Exercise goal -
All of the material below is to be repeated exactly.

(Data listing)
----

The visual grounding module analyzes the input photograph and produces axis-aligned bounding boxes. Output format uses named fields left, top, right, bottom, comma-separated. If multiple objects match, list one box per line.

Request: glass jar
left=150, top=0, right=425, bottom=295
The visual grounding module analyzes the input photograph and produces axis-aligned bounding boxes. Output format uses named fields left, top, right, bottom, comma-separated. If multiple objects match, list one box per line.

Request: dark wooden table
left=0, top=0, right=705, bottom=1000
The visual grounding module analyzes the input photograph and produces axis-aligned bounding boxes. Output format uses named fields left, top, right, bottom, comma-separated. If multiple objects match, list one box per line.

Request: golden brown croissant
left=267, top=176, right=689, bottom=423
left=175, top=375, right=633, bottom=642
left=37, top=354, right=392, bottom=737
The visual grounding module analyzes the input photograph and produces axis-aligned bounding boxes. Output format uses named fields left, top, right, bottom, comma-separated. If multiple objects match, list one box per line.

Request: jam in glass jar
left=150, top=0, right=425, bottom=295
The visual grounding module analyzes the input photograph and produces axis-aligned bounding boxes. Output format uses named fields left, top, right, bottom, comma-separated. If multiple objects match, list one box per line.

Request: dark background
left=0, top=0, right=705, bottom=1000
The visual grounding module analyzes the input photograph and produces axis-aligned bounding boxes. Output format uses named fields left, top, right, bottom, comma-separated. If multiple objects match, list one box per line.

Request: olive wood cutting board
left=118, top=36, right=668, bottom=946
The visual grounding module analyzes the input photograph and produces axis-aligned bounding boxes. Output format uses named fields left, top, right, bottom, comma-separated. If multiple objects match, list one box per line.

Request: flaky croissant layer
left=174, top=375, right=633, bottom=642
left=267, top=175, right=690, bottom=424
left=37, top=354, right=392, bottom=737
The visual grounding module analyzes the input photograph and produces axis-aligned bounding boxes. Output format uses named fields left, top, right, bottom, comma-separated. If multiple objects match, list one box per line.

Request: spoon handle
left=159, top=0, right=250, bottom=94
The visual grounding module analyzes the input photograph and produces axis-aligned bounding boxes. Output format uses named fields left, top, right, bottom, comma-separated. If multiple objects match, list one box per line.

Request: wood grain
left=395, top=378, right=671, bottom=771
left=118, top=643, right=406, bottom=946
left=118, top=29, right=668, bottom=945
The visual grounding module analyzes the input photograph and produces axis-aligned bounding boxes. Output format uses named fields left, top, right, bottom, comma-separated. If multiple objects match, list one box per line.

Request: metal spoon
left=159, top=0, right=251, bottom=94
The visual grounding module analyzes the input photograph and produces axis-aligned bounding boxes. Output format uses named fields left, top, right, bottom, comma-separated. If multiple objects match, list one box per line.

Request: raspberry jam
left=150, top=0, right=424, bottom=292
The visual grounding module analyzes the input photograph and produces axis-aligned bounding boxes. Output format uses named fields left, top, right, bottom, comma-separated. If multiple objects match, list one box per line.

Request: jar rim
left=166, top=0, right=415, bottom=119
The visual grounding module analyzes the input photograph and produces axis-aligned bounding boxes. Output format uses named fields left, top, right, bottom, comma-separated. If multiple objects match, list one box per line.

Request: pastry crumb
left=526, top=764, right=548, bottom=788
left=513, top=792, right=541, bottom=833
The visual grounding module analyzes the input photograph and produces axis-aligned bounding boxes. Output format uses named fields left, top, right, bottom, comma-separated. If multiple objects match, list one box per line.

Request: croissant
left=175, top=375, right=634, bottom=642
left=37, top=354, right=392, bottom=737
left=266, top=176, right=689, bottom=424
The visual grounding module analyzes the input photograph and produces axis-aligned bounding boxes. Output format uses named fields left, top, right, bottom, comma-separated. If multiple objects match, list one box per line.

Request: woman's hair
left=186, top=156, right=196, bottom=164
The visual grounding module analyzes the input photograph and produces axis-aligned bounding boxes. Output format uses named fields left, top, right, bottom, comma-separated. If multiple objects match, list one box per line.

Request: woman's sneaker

----

Final answer -
The visual grounding module analyzes the input photograph and produces axis-aligned bounding boxes. Output format uses named fields left, top, right, bottom, comma-separated. If multiple objects match, list one box per line.

Request: glass jar
left=150, top=0, right=425, bottom=295
The visual grounding module analyzes the input photograph and produces axis-aligned bounding boxes. Output format uses named fields left, top, right, bottom, comma-separated. If multiple objects match, list one box per line.

Request: dark wooden table
left=0, top=0, right=705, bottom=1000
The visual grounding module analyzes the input photograph and produces axis-aligned bounding boxes. Output format uses named fields left, top, right, bottom, comma-separated. If multiple objects match, list one box per line.

Request: golden brown croissant
left=267, top=176, right=689, bottom=423
left=175, top=375, right=633, bottom=642
left=37, top=354, right=392, bottom=737
The visual grounding module analyzes the input photograph and produces axis-aligned bounding boxes. Output format uses named fields left, top, right, bottom, comma-separated. If multiple objects match, list one box per line.

Request: jam in glass jar
left=150, top=0, right=425, bottom=295
The visual grounding module analyzes the input photograph and produces axis-aligned bounding boxes. Output format uses named fields left, top, right, bottom, comma-separated. If multiple objects match, list one box per line.

Request: dark background
left=0, top=0, right=705, bottom=1000
The visual grounding module analyzes the input photograph and produces axis-aligned bounding boxes. Output format uses named fields left, top, right, bottom, comma-separated. If multiple objects match, list one box per line.

Request: olive wood cutting board
left=118, top=36, right=668, bottom=946
The visual grounding module analyzes the input photograph and produces axis-aligned bounding boxes. Output format uses named fields left, top, right, bottom, comma-separated. If multiple objects match, list one box per line.

Request: flaky croissant layer
left=174, top=375, right=633, bottom=642
left=267, top=175, right=690, bottom=424
left=37, top=354, right=392, bottom=737
The visual grounding module analyzes the input photograph and produces axis-aligned bounding boxes. Output format uses named fields left, top, right, bottom, comma-separated. If multiple objects match, list one box per line.

Request: spoon handle
left=159, top=0, right=250, bottom=94
The visual grounding module analyzes the input photograph and produces axis-aligned bounding boxes. Output format uses named fields left, top, right, bottom, comma-separated. If multiple objects match, list one box per line.

Request: wood grain
left=395, top=378, right=671, bottom=771
left=118, top=643, right=406, bottom=946
left=118, top=29, right=668, bottom=945
The visual grounding module analyzes the input photograph and produces axis-aligned bounding boxes. Output format uses named fields left, top, right, bottom, comma-separated. If multiple objects match, list one box per line.

Request: metal spoon
left=159, top=0, right=251, bottom=94
The visual grounding module analyzes the input photograph and produces axis-aligned bounding boxes. Output format uses named fields left, top, right, bottom, comma-separated. If multiple objects match, list one box per line.

Request: raspberry jam
left=150, top=0, right=424, bottom=292
The visual grounding module analyzes the input photograph and produces axis-aligned bounding boxes. Output format uses named fields left, top, right, bottom, comma-separated. If multiple objects match, list one box per line.

Request: jar rim
left=166, top=0, right=415, bottom=119
The visual grounding module analyzes the input photograph and produces axis-aligned bounding boxes. Output format uses named fields left, top, right, bottom, comma-separated. If multiple objects match, list one box per line.

Request: pastry crumb
left=526, top=764, right=548, bottom=788
left=513, top=792, right=541, bottom=833
The visual grounding module analyzes the input photograph and produces axis-aligned bounding boxes. Output format uses named fields left, top, right, bottom, comma-separated. If multiple objects match, list one box per line.

Request: croissant
left=175, top=375, right=634, bottom=642
left=37, top=354, right=392, bottom=737
left=266, top=176, right=689, bottom=424
The visual grounding module analyzes the input photograph and produces axis-aligned bounding boxes. Output format uses named fields left, top, right, bottom, comma-separated. If multiple objects match, list one box per line.

Request: woman's hair
left=186, top=156, right=196, bottom=164
The visual grounding module analyzes the input photograph and produces axis-aligned bounding boxes. Output format uses named fields left, top, right, bottom, comma-separated. If multiple objects match, list one box per line.

Request: woman's sneaker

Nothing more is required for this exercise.